**TASK REQUIREMENTS**. Please reproduce the passage on azaullazine absorption and emission word for word, from "The absorption and emission" up to and including "the emission spectrum.".
-- Start of PASSAGE GIVEN --
The absorption and emission properties of 5a are comparable to those of quinolino-azaullazine (7) However, the installment of a pyrimidine moiety instead of a pyridine unit leads to red-shifted absorption and emission spectra. 5a exhibits the highest quantum yields of the compared substances, which are twice as high as for related compound 7. The HOMO and LUMO energies are stabilized by ~0.30 eV. Comparing compounds 5a and 8 reveals significantly red-shifted absorption and emission spectra. The annulation of a quinoline moiety on the diazaullazine moiety leads to a bathochromical shift of 75 nm for the absorption and 91 nm for the emission spectrum.
-- End of PASSAGE GIVEN --
-- Start of MATERIAL SUPPLIED --
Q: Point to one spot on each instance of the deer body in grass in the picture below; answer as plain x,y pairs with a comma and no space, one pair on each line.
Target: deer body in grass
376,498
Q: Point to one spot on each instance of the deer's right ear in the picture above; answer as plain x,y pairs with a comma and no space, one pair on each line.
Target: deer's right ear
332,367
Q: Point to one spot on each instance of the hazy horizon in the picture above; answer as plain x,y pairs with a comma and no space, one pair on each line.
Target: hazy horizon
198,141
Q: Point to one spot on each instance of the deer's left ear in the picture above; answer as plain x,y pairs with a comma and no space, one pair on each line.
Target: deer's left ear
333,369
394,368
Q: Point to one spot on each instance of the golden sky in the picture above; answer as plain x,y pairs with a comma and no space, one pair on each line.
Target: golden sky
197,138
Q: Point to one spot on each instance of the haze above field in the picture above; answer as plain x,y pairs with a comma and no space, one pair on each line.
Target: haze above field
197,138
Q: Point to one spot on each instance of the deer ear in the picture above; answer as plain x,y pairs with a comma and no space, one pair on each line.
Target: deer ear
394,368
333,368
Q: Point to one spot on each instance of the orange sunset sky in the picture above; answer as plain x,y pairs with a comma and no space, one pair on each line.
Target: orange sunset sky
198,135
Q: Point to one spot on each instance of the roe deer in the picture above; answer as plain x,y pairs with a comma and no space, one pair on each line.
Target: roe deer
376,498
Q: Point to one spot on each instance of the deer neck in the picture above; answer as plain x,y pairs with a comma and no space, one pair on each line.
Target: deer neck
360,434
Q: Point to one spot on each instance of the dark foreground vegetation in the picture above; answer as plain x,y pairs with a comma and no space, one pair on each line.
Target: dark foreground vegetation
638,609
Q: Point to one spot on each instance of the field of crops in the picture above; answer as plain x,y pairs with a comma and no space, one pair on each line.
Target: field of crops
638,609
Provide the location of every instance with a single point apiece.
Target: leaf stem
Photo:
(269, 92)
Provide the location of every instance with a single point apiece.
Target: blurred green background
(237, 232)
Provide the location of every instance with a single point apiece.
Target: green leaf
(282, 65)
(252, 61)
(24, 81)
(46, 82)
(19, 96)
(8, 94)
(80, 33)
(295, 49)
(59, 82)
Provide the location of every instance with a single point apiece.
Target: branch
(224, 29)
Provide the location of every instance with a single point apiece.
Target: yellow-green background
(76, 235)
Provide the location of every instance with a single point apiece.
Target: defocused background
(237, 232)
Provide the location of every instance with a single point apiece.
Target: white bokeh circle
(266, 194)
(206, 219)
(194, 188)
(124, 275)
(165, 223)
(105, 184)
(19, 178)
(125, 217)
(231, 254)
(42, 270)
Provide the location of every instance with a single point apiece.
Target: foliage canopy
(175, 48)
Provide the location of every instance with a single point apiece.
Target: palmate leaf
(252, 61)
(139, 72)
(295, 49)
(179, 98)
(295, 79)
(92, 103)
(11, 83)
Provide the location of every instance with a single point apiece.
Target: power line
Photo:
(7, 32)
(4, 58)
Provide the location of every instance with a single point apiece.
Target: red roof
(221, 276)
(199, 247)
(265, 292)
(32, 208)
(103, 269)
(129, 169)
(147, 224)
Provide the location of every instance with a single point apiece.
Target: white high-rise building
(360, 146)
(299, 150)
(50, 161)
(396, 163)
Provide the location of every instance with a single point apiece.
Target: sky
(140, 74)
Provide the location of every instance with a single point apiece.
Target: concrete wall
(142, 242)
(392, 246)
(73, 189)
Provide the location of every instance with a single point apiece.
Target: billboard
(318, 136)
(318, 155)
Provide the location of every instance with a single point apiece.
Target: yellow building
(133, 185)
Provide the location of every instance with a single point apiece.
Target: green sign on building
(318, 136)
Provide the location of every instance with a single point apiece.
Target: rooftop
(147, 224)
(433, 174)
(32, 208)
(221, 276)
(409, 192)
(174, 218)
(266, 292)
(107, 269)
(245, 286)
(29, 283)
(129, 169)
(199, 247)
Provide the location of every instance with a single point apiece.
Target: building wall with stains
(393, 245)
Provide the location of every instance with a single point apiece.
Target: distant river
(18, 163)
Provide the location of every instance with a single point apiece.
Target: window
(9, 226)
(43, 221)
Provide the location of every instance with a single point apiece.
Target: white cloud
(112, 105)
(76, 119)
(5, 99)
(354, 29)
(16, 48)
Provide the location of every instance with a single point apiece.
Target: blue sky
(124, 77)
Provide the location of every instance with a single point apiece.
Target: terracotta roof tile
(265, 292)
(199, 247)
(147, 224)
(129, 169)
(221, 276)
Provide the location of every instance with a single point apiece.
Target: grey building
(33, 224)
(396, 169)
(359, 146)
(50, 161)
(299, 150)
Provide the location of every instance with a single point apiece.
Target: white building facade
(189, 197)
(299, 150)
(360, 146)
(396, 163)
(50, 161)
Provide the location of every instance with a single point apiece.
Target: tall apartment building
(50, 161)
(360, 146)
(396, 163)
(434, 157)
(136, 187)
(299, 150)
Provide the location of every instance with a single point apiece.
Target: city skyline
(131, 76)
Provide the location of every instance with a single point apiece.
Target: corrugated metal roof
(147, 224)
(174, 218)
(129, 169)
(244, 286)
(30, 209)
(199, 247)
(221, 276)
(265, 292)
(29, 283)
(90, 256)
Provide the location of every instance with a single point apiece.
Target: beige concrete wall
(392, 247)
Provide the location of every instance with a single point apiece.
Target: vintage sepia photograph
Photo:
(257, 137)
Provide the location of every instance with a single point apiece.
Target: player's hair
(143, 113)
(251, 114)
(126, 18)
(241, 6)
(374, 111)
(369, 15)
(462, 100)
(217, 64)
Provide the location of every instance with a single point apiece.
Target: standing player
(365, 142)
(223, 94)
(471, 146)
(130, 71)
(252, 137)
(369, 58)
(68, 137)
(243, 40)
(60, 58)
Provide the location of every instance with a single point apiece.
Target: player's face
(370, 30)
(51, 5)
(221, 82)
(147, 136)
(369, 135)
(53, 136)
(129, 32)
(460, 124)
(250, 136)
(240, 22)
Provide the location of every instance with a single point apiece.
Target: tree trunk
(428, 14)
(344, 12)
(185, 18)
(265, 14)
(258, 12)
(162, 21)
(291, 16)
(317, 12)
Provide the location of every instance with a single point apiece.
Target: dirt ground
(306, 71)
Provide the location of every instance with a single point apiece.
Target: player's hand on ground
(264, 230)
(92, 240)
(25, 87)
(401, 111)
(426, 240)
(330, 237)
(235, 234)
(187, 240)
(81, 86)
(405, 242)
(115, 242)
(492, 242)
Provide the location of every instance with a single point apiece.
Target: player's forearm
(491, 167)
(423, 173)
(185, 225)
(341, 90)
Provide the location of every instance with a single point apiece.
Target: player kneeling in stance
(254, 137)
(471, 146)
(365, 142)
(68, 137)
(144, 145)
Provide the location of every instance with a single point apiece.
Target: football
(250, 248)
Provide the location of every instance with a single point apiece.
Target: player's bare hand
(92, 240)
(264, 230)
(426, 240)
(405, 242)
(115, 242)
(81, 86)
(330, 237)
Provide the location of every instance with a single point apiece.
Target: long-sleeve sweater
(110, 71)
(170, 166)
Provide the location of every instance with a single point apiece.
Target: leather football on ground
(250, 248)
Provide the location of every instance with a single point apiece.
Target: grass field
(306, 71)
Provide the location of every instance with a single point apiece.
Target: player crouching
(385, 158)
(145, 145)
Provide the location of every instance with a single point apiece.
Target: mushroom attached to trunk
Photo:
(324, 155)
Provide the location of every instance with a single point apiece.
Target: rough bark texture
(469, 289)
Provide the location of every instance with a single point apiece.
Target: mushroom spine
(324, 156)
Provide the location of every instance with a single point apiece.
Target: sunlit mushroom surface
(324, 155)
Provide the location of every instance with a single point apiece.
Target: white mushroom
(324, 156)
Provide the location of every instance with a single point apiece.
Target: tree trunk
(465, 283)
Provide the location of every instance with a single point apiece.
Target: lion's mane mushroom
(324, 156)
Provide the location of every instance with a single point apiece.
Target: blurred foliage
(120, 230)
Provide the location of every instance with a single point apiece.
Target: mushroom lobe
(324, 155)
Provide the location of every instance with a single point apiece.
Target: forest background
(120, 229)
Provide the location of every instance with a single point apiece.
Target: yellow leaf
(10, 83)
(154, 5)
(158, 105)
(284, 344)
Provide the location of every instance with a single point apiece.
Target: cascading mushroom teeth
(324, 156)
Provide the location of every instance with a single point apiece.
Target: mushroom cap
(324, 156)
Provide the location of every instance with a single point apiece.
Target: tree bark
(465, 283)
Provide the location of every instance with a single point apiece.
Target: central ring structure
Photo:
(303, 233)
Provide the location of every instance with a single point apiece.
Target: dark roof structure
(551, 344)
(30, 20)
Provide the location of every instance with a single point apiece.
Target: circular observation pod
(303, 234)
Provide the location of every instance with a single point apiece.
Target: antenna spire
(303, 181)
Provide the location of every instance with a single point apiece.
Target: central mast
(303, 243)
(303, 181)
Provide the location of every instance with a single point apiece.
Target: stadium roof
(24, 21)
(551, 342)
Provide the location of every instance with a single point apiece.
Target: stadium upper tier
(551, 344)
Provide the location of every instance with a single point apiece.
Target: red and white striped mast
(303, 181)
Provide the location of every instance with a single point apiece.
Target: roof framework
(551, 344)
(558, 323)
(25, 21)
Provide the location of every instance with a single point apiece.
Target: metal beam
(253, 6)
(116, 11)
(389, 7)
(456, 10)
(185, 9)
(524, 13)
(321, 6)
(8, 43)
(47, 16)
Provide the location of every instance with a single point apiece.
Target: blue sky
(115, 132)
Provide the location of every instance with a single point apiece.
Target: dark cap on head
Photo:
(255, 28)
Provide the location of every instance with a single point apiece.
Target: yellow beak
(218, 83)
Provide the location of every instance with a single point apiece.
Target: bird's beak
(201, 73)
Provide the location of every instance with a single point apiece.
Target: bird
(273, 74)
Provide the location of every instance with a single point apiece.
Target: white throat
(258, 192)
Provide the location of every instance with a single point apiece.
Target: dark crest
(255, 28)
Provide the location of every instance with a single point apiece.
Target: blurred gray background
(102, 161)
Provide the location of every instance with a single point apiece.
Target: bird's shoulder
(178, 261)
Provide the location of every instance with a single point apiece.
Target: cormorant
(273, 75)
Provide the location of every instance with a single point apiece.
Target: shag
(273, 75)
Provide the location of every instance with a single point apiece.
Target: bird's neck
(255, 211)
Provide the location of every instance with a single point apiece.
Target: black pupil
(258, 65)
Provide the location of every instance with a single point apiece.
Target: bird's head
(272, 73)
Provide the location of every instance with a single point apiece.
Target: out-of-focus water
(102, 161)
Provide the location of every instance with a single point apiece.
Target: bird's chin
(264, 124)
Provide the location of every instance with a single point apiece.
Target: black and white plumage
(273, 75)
-- End of MATERIAL SUPPLIED --
**TASK ANSWER**.
The absorption and emission properties of 5a are comparable to those of quinolino-azaullazine (7) However, the installment of a pyrimidine moiety instead of a pyridine unit leads to red-shifted absorption and emission spectra. 5a exhibits the highest quantum yields of the compared substances, which are twice as high as for related compound 7. The HOMO and LUMO energies are stabilized by ~0.30 eV. Comparing compounds 5a and 8 reveals significantly red-shifted absorption and emission spectra. The annulation of a quinoline moiety on the diazaullazine moiety leads to a bathochromical shift of 75 nm for the absorption and 91 nm for the emission spectrum.